I used to do some diving, and I had a Nikonos. My favorite shots were taken with a close up attachment. The pics take on an alien quality because of the size tension. This one is nice and the subject matter is recognizable. The liting is good despite it being from a flash. This one always struck me as a good magazine cover. The film was Kodachrome.
Monday, April 03, 2006

Man, this one really works for me. I tried to crop it for a print for a gift, and any crop I tried diminished it. Great lighting, the composition rocks, the flowers are evocative. This is one of my favorites. It was a found composition if I recall, 80s, kodachrome and Nikon. I used to worry and think about where the composition was found or not. No more, I outgrew the purist approach.
Very recent, last week as a matter of fact. Brothers. Sure, they are on the beach and the girls are in the water, but they are together and the girls more separate. Developmentally they will seperate, but now they are together. My boys, two of the triplets. They share a bond together that they do not share with their sister. This is a snapshot of them together, their brotherhood.I have no brother. But rather than lament that, this celebrates what God gave them. Each other among other blessings.
And aren't polarizers wonderful? This is a digital image, and the polarizer works its magic on the scene, bluer blues, a prettier ocean that it actually was. But it is about the boys. I love you boys. I am glad we have each other.

This one is from college, likely early 80s. Great use of selective focus, without the shallow depth of field there is no commentary, it is just a scene. Not that there is anything wrong with that, but the tension and the comment and the interest come from the out of focus men walking up on the reading, in focus woman. There is nothing nefarious in this one, nothing ominous in the approaching men, but they are unseen and out of focus.

* * * *

- WHAT THIS EXERCISE ASKS
(1) Copy the part of the photography blog starting at "I used to do" and ending at "film was Kodachrome.".
(2) List every camera, accessory, and film mentioned in the photography blog, naming each one only once.

* * * *

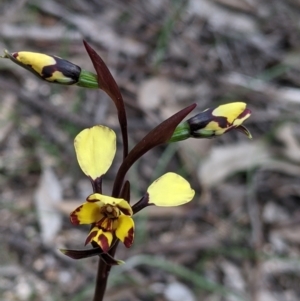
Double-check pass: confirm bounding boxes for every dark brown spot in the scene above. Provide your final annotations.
[124,227,134,248]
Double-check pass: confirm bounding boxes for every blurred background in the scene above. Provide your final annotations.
[0,0,300,301]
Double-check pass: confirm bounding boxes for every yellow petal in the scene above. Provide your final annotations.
[74,125,116,180]
[12,51,56,76]
[147,172,195,207]
[212,102,246,124]
[70,202,103,225]
[116,215,134,248]
[5,51,81,85]
[86,193,132,215]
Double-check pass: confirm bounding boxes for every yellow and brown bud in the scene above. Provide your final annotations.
[170,102,252,142]
[3,50,98,88]
[4,51,81,85]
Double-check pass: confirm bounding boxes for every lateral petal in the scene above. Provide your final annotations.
[147,172,195,207]
[74,125,116,180]
[115,215,134,248]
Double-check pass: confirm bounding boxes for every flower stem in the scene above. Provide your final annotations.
[93,258,110,301]
[93,241,118,301]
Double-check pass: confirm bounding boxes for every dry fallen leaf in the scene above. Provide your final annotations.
[198,141,271,187]
[34,167,62,246]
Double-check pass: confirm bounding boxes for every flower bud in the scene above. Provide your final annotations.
[4,50,98,88]
[170,102,252,142]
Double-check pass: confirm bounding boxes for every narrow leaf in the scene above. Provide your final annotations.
[112,104,196,197]
[83,41,128,159]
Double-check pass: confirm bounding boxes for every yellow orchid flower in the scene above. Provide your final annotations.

* * * *

- SOLUTIONS TO EACH TASK
(1)
I used to do some diving, and I had a Nikonos. My favorite shots were taken with a close up attachment. The pics take on an alien quality because of the size tension. This one is nice and the subject matter is recognizable. The liting is good despite it being from a flash. This one always struck me as a good magazine cover. The film was Kodachrome.

(2)
- Nikonos
- close up attachment
- flash
- Kodachrome
- Nikon
- polarizer